--- Start MATERIAL PROVIDED ---
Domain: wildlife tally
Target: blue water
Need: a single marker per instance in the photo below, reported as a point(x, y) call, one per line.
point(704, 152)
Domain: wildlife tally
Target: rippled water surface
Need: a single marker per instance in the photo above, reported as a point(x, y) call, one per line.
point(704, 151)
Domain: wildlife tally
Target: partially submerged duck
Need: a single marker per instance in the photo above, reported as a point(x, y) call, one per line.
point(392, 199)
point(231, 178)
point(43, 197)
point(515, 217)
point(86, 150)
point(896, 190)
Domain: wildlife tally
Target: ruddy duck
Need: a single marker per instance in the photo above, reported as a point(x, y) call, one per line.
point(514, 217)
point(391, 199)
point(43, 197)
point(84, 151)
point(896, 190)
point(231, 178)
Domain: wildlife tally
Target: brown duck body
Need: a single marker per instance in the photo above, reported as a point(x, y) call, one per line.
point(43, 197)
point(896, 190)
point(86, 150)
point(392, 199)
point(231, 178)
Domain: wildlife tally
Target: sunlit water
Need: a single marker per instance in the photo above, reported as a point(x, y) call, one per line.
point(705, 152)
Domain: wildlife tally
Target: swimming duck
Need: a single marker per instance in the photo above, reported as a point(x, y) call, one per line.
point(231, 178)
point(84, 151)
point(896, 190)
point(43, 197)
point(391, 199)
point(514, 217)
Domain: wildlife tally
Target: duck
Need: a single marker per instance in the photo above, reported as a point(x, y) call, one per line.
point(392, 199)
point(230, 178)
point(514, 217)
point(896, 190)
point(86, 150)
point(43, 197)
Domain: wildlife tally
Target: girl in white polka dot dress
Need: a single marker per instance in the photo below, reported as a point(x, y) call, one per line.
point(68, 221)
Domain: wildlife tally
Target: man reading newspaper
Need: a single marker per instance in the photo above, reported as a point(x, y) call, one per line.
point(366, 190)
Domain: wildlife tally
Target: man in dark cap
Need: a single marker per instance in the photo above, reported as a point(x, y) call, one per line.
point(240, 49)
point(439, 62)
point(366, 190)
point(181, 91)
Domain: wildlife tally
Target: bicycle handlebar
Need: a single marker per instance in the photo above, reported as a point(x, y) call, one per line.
--- End MATERIAL PROVIDED ---
PROBLEM DESCRIPTION: Turn every line of the data above into a numbered list, omitting any blank lines.

EXERCISE RESULT:
1. Domain: wildlife tally
2. Target: blue water
3. Need: a single marker per instance in the photo below, reported as a point(x, y) call, one per line.
4. point(704, 152)
5. Domain: wildlife tally
6. Target: rippled water surface
7. Need: a single marker per instance in the photo above, reported as a point(x, y) call, one per line.
8. point(704, 151)
9. Domain: wildlife tally
10. Target: partially submerged duck
11. Need: a single marker per instance in the photo above, reported as a point(x, y) call, one per line.
12. point(392, 199)
13. point(231, 178)
14. point(43, 197)
15. point(515, 217)
16. point(86, 150)
17. point(896, 190)
18. Domain: wildlife tally
19. Target: ruddy duck
20. Need: a single marker per instance in the photo above, reported as a point(x, y) call, one per line.
21. point(514, 217)
22. point(391, 199)
23. point(43, 197)
24. point(84, 151)
25. point(896, 190)
26. point(231, 178)
27. Domain: wildlife tally
28. Target: brown duck body
29. Need: a single marker per instance in the photo above, reported as a point(x, y) call, one per line.
30. point(43, 197)
31. point(896, 190)
32. point(86, 150)
33. point(392, 199)
34. point(231, 178)
35. Domain: wildlife tally
36. Target: sunlit water
37. Need: a single marker per instance in the photo above, reported as a point(x, y) call, one per line.
38. point(705, 152)
39. Domain: wildlife tally
40. Target: swimming duck
41. Need: a single marker per instance in the photo above, reported as a point(x, y) call, one per line.
42. point(231, 178)
43. point(84, 151)
44. point(896, 190)
45. point(43, 197)
46. point(391, 199)
47. point(514, 217)
48. Domain: wildlife tally
49. Target: duck
50. Need: a single marker per instance in the photo above, reported as a point(x, y) call, one per line.
51. point(392, 199)
52. point(230, 178)
53. point(514, 217)
54. point(896, 190)
55. point(86, 150)
56. point(43, 197)
57. Domain: wildlife tally
58. Target: girl in white polka dot dress
59. Need: a single marker per instance in the photo below, reported as a point(x, y) call, one per line.
60. point(68, 221)
61. Domain: wildlife tally
62. Target: man reading newspaper
63. Need: a single marker per instance in the photo above, reported as a point(x, y) call, one per line.
64. point(366, 190)
65. Domain: wildlife tally
66. Target: man in dark cap
67. Need: a single marker per instance in the photo above, reported as a point(x, y) call, one per line.
68. point(240, 49)
69. point(439, 62)
70. point(366, 190)
71. point(181, 91)
72. Domain: wildlife tally
73. Target: bicycle handlebar
74. Need: a single marker per instance in the photo above, reported as a point(x, y) call, one per line.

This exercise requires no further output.